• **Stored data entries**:
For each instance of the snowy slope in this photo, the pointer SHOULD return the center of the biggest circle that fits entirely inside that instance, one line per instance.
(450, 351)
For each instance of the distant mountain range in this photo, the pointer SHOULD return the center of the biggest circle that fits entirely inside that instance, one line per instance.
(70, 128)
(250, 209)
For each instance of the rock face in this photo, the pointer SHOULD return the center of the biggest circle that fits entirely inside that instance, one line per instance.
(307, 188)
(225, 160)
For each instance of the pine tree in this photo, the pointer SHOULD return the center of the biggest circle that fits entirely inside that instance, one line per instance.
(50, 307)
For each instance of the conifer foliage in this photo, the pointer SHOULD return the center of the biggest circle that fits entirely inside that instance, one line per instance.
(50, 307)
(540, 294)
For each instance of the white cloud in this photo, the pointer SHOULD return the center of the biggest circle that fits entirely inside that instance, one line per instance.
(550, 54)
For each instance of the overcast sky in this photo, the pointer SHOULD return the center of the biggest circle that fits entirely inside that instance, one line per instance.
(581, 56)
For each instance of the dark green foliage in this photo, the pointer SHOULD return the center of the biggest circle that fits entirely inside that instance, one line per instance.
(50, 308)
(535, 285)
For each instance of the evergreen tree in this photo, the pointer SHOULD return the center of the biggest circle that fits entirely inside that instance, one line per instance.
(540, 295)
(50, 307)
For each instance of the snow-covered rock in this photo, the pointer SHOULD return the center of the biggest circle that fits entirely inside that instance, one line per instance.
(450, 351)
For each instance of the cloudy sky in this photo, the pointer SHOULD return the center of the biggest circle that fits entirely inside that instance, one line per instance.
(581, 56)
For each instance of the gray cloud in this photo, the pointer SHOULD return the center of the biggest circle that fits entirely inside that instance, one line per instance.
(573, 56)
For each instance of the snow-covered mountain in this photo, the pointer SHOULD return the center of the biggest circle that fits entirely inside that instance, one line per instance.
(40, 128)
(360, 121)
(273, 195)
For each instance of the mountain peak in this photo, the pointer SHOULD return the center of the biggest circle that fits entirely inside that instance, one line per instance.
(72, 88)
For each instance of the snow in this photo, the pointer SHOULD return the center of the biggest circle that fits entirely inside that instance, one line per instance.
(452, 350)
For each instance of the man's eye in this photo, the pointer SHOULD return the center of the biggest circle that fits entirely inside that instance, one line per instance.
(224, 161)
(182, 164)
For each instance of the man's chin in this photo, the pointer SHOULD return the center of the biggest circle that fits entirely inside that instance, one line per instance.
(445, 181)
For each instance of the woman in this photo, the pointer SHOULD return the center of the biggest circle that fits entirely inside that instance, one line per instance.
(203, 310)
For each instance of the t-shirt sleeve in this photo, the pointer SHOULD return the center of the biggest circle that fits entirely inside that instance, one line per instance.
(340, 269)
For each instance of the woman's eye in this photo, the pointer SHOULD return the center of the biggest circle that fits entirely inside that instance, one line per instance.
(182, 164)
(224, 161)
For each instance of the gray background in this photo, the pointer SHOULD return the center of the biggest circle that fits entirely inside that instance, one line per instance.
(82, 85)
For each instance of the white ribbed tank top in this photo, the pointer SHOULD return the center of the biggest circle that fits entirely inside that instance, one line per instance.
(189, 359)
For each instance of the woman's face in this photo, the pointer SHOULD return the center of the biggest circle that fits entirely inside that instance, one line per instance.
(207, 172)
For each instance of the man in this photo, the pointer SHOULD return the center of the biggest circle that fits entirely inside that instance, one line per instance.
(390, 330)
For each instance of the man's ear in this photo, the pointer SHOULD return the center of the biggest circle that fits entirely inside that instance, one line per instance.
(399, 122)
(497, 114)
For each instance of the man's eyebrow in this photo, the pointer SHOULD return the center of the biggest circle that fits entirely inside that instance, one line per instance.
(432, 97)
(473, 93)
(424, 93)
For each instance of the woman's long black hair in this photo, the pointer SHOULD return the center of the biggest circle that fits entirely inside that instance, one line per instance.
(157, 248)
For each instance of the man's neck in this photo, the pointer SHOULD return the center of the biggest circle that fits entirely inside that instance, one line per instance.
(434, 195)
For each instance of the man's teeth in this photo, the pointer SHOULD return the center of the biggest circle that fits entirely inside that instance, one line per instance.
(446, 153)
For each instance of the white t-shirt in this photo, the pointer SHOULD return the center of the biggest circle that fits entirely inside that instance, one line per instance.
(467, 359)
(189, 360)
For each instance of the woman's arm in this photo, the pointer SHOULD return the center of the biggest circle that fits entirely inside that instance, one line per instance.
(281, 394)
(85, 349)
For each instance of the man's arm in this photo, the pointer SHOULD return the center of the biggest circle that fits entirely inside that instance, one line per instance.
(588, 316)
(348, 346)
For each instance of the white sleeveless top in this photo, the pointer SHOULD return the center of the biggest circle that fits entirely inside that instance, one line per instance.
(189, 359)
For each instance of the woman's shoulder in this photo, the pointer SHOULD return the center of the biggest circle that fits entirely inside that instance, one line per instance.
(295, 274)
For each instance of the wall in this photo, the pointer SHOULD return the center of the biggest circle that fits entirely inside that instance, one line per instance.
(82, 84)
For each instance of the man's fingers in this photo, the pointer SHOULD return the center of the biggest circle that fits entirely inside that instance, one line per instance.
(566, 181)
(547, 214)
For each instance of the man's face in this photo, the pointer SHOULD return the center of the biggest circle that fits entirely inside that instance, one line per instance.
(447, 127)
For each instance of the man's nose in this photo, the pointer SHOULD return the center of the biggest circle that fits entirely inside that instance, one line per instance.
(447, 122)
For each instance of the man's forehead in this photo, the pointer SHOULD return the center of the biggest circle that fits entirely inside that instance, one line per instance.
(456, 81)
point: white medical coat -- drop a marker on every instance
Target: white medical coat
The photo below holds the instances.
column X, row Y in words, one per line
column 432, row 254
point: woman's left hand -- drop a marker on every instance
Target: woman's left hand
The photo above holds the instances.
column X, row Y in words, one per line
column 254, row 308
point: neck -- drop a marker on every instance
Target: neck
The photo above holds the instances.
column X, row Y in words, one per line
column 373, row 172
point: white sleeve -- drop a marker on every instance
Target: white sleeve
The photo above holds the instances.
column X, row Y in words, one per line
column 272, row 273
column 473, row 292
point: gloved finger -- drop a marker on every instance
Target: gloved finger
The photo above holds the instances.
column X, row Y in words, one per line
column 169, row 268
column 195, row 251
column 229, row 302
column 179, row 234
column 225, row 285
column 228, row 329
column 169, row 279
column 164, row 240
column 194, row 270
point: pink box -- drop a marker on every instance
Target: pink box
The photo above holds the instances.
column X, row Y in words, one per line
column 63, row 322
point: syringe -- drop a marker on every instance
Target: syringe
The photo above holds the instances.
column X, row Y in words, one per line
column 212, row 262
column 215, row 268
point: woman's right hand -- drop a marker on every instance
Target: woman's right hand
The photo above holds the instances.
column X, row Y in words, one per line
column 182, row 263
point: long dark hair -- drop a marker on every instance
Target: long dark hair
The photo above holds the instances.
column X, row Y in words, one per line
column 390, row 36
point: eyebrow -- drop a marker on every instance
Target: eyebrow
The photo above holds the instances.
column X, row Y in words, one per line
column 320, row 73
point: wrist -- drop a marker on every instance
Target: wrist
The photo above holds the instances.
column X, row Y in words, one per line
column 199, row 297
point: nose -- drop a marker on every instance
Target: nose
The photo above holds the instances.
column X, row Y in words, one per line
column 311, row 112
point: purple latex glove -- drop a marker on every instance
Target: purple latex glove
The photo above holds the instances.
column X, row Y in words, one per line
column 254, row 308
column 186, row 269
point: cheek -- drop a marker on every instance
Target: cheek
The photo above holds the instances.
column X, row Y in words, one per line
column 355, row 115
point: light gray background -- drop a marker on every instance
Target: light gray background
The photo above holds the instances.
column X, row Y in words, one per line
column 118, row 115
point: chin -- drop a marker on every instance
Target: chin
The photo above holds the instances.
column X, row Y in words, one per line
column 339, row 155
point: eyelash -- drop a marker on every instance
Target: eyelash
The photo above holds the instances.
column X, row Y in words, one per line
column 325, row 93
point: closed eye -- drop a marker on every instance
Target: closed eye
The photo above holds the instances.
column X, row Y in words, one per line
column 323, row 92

• **Directions for this task**: What is needed is every line of the records that contains the word "eyelash".

• **Response below**:
point: eyelash -- drop a marker on every instance
Target: eyelash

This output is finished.